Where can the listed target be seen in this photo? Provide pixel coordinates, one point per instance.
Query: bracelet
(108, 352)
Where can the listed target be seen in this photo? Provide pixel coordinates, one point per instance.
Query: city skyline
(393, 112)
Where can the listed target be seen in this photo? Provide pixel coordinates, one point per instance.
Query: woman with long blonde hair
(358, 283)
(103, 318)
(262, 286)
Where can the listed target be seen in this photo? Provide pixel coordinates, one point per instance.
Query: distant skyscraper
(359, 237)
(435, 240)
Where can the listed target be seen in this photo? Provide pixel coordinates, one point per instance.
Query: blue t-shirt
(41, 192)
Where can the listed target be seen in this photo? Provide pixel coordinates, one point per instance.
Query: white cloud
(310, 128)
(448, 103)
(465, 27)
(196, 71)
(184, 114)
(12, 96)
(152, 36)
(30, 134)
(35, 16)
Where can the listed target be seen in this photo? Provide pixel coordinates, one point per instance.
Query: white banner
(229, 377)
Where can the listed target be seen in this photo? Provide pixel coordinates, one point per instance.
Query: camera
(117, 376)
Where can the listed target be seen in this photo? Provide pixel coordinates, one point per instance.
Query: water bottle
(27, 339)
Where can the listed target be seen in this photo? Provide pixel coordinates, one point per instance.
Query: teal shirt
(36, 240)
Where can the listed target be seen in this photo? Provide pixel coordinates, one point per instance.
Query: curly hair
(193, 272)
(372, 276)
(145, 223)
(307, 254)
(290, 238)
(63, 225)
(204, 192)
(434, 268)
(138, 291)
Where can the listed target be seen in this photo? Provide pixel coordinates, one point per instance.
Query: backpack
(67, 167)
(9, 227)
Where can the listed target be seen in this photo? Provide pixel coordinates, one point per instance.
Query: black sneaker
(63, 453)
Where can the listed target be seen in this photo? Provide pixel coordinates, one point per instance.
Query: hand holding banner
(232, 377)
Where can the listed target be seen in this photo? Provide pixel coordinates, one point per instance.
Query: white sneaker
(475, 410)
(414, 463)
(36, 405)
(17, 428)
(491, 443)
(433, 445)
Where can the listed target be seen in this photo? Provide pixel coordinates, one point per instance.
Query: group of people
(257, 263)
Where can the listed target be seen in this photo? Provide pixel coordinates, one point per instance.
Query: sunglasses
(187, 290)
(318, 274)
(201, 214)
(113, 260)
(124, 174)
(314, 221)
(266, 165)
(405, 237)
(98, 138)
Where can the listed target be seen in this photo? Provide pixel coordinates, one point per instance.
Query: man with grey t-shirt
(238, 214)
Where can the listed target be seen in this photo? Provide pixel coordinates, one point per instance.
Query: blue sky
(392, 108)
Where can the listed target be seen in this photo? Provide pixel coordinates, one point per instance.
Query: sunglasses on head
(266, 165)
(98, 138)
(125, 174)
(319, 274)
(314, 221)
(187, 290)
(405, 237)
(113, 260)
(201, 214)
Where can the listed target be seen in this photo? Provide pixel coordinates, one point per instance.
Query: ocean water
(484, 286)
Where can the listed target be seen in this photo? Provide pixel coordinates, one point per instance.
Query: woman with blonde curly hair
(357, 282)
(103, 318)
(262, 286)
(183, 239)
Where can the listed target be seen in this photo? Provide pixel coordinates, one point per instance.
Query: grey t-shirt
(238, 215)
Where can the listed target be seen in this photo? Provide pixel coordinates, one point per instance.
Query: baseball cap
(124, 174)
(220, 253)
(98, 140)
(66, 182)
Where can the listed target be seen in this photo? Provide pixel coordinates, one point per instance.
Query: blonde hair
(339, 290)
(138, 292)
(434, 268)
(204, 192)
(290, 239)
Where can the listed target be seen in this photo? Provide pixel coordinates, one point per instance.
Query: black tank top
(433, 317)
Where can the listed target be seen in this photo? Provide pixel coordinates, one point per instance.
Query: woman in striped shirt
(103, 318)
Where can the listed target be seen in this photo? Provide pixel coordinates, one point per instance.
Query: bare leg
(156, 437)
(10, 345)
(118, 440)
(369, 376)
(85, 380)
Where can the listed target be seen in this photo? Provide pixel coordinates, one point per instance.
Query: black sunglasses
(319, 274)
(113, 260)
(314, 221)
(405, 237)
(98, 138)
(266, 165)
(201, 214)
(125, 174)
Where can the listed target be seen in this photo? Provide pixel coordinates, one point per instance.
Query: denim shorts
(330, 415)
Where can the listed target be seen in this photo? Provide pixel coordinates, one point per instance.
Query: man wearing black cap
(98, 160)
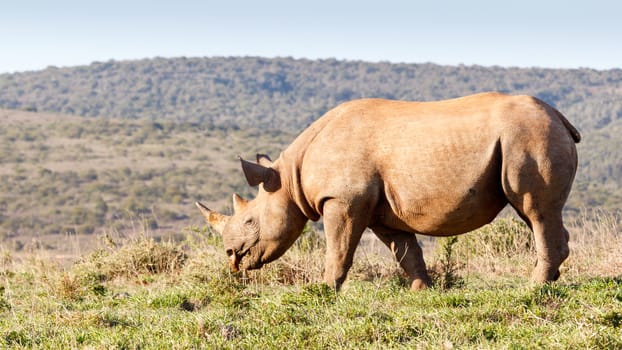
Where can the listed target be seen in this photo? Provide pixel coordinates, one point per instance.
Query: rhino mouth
(245, 260)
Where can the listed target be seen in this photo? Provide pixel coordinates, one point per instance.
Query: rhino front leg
(343, 228)
(408, 253)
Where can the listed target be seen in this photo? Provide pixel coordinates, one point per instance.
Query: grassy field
(139, 293)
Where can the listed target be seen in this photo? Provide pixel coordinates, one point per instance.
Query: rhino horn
(257, 173)
(216, 220)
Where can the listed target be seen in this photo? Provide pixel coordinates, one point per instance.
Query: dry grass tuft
(140, 255)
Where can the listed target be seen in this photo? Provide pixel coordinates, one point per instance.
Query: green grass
(153, 295)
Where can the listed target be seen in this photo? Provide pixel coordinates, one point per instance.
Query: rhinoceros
(403, 168)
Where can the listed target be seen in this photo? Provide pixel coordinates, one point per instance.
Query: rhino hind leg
(408, 253)
(551, 239)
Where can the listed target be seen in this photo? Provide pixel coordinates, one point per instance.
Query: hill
(116, 145)
(284, 93)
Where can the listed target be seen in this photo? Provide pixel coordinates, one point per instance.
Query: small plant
(447, 266)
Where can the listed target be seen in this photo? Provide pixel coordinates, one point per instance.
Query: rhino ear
(216, 220)
(257, 173)
(239, 203)
(264, 160)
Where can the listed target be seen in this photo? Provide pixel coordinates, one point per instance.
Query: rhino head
(262, 229)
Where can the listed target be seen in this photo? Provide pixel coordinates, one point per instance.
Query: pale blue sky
(567, 34)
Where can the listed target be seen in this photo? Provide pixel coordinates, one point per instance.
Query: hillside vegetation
(101, 165)
(120, 145)
(140, 294)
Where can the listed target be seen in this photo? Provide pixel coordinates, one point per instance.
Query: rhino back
(432, 167)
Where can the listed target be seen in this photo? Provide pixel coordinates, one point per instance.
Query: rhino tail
(576, 136)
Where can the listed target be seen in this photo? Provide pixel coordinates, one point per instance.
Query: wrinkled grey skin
(400, 168)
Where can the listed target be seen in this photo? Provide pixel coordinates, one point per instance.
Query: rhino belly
(443, 204)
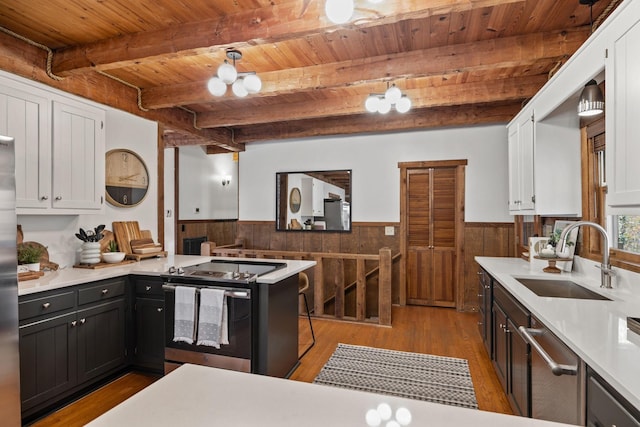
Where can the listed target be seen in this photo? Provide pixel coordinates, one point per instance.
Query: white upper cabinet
(26, 117)
(623, 116)
(78, 157)
(544, 163)
(521, 164)
(60, 148)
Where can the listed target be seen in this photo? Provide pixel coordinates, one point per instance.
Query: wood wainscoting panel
(483, 239)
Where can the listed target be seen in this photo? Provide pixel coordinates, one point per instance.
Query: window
(623, 229)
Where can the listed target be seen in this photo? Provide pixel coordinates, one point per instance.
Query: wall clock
(127, 178)
(294, 200)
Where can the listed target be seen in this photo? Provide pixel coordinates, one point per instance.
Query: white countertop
(595, 330)
(153, 266)
(202, 396)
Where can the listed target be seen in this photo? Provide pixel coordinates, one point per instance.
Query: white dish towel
(213, 329)
(185, 314)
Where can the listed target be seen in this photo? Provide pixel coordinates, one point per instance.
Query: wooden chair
(303, 285)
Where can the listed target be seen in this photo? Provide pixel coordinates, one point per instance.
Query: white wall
(57, 232)
(201, 193)
(376, 178)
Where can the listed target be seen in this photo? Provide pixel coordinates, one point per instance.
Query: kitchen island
(595, 330)
(202, 396)
(149, 267)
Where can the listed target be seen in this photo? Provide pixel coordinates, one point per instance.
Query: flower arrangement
(91, 236)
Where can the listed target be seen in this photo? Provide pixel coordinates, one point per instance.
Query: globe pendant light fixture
(242, 83)
(383, 102)
(591, 100)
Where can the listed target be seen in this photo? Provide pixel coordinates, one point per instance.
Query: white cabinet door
(526, 138)
(78, 157)
(623, 121)
(521, 165)
(26, 118)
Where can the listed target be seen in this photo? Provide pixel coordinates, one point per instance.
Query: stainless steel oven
(239, 281)
(236, 355)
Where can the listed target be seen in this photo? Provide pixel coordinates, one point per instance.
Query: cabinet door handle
(556, 368)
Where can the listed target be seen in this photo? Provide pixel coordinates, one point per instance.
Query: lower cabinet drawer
(102, 291)
(603, 409)
(46, 305)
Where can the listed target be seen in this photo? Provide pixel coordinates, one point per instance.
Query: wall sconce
(382, 102)
(591, 100)
(242, 83)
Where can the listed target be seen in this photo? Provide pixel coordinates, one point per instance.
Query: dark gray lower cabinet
(511, 351)
(47, 365)
(69, 339)
(149, 323)
(606, 408)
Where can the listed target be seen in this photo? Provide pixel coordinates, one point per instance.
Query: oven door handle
(557, 368)
(241, 294)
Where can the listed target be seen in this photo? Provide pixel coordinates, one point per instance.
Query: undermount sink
(558, 288)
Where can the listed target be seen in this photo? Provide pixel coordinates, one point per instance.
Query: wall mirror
(313, 201)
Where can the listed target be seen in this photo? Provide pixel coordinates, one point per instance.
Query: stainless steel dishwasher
(557, 377)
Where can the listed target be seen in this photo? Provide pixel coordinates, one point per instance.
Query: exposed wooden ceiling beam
(270, 24)
(459, 115)
(22, 59)
(478, 56)
(433, 96)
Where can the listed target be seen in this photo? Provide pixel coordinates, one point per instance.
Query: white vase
(90, 253)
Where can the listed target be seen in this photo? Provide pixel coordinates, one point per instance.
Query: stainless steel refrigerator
(9, 353)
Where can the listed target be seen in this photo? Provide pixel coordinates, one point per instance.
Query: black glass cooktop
(229, 271)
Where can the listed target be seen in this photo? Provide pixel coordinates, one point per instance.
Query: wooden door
(432, 231)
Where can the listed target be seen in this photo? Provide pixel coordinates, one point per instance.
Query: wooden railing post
(318, 288)
(384, 287)
(361, 290)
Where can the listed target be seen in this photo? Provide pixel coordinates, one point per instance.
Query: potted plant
(91, 244)
(30, 256)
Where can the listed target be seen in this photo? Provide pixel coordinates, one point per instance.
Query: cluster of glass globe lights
(382, 103)
(242, 83)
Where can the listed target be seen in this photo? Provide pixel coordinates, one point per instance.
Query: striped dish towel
(213, 323)
(185, 315)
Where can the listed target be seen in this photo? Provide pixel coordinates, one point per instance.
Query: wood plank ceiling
(459, 61)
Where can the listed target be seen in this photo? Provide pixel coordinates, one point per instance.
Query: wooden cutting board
(125, 232)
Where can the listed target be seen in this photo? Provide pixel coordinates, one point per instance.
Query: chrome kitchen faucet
(605, 268)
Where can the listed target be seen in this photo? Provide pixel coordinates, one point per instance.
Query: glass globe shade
(238, 89)
(393, 94)
(384, 107)
(216, 86)
(227, 73)
(339, 11)
(372, 103)
(252, 83)
(403, 105)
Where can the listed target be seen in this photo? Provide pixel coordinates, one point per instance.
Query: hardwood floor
(439, 331)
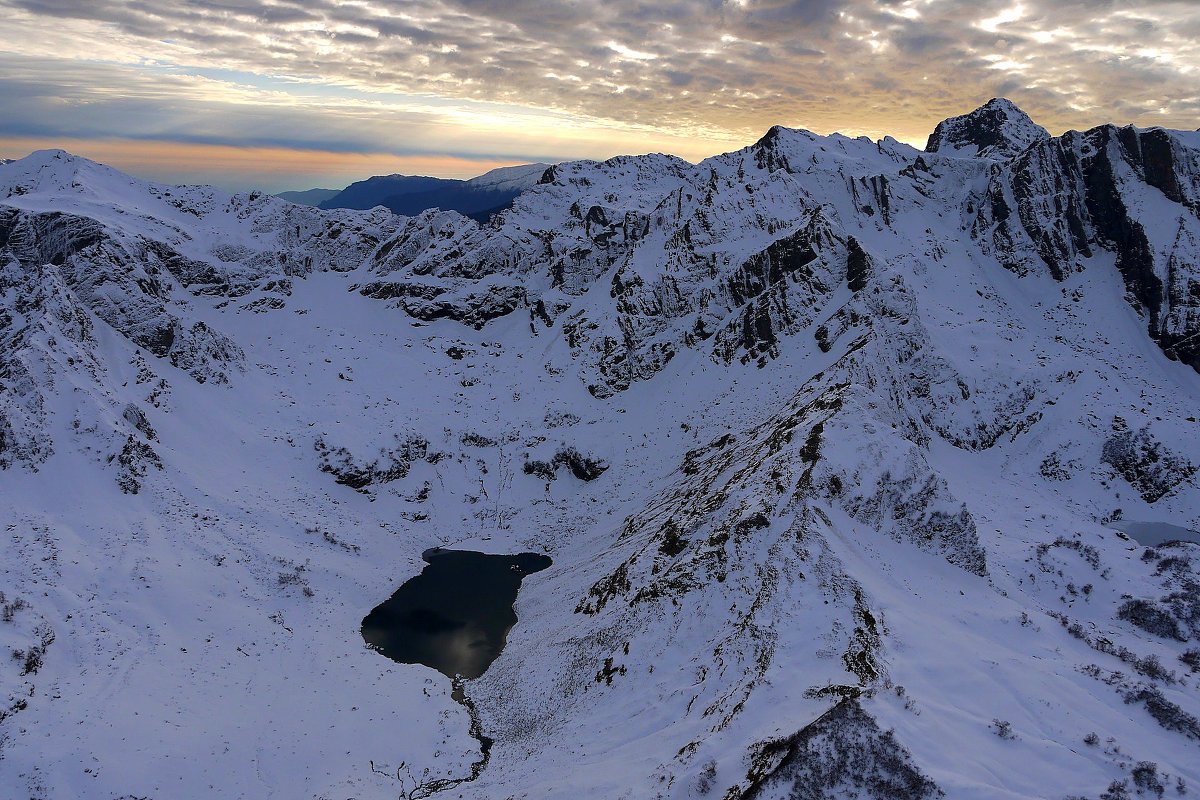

■ **Problem requirements**
Collect every line in the material above that contains the word "wooden".

■ **Solution**
Query: wooden chair
Query: exposed wooden ceiling beam
Query: wooden door
Query: wooden railing post
Query: wooden cutting board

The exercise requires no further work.